Required work: Output the passage of the blog excerpt below starting with "We actually do" and going on through "it's completely right.", copied word for word.

Quoted passage:
★ ★ ★

Nowadays, this means that I lean slightly to the left (even when I'm sitting down, apparently), that touching my left toe is much easier than touching my right toe, and that standing still is nearly impossible - I have to shift around a lot. Too much walking kills my right hip, which in turn kills every other joint in both legs when I try to compensate by walking different, and eventually my lower then upper back. Also, my present exercise routine tends to leave my right hip seriously sore for days.

My current shoes have soles that are an inch and a half tall. I've recently discovered that walking around with only my left shoe on feels really nice to my right hip.

06 December 2007

Quick housekeeping note

Normally, whenever someone posts a comment here, I get an email notification. For some reason this stopped happening two days ago. If you've commented on any of the older entries, please be aware that I'm not ignoring you on purpose - I probably haven't seen it at all. Feel free to drop a note here if you've commented on something older than the last 4 or so posts and you want to make sure I see it.

Thanks, and hopefully Blogger/Google will fix itself soon.

05 December 2007

Forms of roleplaying

Roleplaying games come in many forms. First, there is a whole category of sexual activities that are also called "roleplaying." That's not the topic of this post. There are also two categories of video games called roleplaying - cRPGs such as Diablo/Diablo 2, Neverwinter Nights, Elder Scrolls, etc., and MMORPGs such as World of Warcraft, Guild Wars, Everquest, etc. Then there are the pen-and-paper style roleplaying games. In these, two or more people get together and create a story. One person generally controls the setting and plot, while everyone else controls a character (or several).

There are a multitude of ways that a group of people can get together to create a story. Tabletop is where people gather around a table, usually in someone's living room, and there is usually dice involved. LARP (live-action roleplaying) is like a combination masquerade ball and improv acting event - participants dress up as their characters and interact with each other as them. Sometimes there is a strong storyline, and the improv is mediated by a narrator or group of narrators; other times it's an excuse to pound on each other with foam weapons. People also sometimes play by phone or through the mail. With the advent of the Internet, there came email and Skype, and there are several ways to play online.

Chat-based games happen through Instant Messengers like AIM, MSN, Yahoo, or through IRC. There is also specialized software dedicated to them, such as OpenRPG. It's a good realtime substitute for when the group can't all meet around a table, it's slightly slower than tabletop, and it's limited mainly by participant typing speed.

Then there are the true online writing games. They take place through blogs, wikis, and forums. They run much slower than chat; there is no instant gratification of seeing immediate feedback from other participants. The tradeoff is that the writing can become very well-thought-out and elaborate. They range from games that are just like tabletop in feel, up to full-fledged collaborative writing.

The hobby is about 40 years old at this point. For some reason it's not well regarded, even among other geeks. I personally see nothing embarrassing about it, nor reason to avoid mentioning it in non-gaming social contexts. Roleplaying is group storytelling, and storytelling is as old as humankind.

04 December 2007

Universal health care in the U.S.

We actually do have universal health care here in the U.S. already.

It's in the form of public hospital emergency rooms. Those are taxpayer-funded and aren't allowed to turn anyone away, which is why the poor and uninsured go to them in such large numbers and not always for emergencies.

I think we need a better universal health care system now.

03 December 2007


Sometimes I'm utterly compelled to do something that, at the time of doing, is totally incomprehensible - but makes perfect sense in hindsight. And I regret doing it with every fiber of my being - but at the same time know that it's completely right.

The waiting has ended. Things have begun.

★ ★ ★

Extracted information:
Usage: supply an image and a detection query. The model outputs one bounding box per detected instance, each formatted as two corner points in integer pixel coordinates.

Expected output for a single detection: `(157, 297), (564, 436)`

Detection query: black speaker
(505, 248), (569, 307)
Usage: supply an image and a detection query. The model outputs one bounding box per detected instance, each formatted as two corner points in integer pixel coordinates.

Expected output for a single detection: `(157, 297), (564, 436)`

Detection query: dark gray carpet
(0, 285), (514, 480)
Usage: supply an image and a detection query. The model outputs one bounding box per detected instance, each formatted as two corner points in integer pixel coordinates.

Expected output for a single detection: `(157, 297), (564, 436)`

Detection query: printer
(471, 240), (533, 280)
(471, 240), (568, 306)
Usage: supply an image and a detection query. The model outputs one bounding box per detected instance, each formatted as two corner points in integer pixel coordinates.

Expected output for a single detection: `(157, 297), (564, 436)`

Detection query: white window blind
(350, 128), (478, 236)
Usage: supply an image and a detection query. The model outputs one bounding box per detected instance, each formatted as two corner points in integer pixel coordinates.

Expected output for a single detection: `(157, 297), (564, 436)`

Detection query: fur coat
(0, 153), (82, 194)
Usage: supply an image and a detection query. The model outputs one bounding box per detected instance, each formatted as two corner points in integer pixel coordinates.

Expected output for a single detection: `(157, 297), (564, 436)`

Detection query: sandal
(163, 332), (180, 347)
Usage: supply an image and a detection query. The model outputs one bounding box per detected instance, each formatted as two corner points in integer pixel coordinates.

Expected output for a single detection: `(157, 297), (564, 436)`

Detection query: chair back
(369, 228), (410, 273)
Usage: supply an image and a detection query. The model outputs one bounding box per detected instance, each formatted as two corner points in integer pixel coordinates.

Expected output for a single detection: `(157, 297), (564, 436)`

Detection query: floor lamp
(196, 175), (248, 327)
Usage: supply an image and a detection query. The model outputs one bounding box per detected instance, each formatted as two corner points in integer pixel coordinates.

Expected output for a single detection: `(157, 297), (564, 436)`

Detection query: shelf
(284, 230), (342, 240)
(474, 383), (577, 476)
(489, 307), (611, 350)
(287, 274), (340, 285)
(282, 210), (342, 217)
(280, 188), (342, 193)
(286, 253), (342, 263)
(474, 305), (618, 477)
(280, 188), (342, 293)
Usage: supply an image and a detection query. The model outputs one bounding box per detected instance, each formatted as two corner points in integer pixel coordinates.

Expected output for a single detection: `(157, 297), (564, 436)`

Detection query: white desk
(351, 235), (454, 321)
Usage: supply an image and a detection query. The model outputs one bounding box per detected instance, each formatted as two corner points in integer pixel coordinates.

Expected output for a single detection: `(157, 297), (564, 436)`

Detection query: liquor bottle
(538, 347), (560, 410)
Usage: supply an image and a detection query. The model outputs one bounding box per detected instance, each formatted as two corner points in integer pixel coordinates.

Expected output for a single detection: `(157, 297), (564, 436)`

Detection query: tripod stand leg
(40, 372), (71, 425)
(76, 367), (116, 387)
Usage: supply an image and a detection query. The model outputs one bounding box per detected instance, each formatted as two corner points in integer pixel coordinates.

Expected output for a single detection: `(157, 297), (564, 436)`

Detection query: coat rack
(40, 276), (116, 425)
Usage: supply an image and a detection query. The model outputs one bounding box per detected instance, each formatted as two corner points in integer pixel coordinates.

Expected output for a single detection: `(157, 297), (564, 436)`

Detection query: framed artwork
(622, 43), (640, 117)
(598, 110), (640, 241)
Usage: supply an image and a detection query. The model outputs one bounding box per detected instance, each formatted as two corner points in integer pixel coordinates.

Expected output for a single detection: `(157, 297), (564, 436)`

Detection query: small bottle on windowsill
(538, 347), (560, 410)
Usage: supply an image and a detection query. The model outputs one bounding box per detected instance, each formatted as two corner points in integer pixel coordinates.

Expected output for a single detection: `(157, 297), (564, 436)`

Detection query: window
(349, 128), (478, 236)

★ ★ ★

Response:
We actually do have universal health care here in the U.S. already.

It's in the form of public hospital emergency rooms. Those are taxpayer-funded and aren't allowed to turn anyone away, which is why the poor and uninsured go to them in such large numbers and not always for emergencies.

I think we need a better universal health care system now.

03 December 2007


Sometimes I'm utterly compelled to do something that, at the time of doing, is totally incomprehensible - but makes perfect sense in hindsight. And I regret doing it with every fiber of my being - but at the same time know that it's completely right.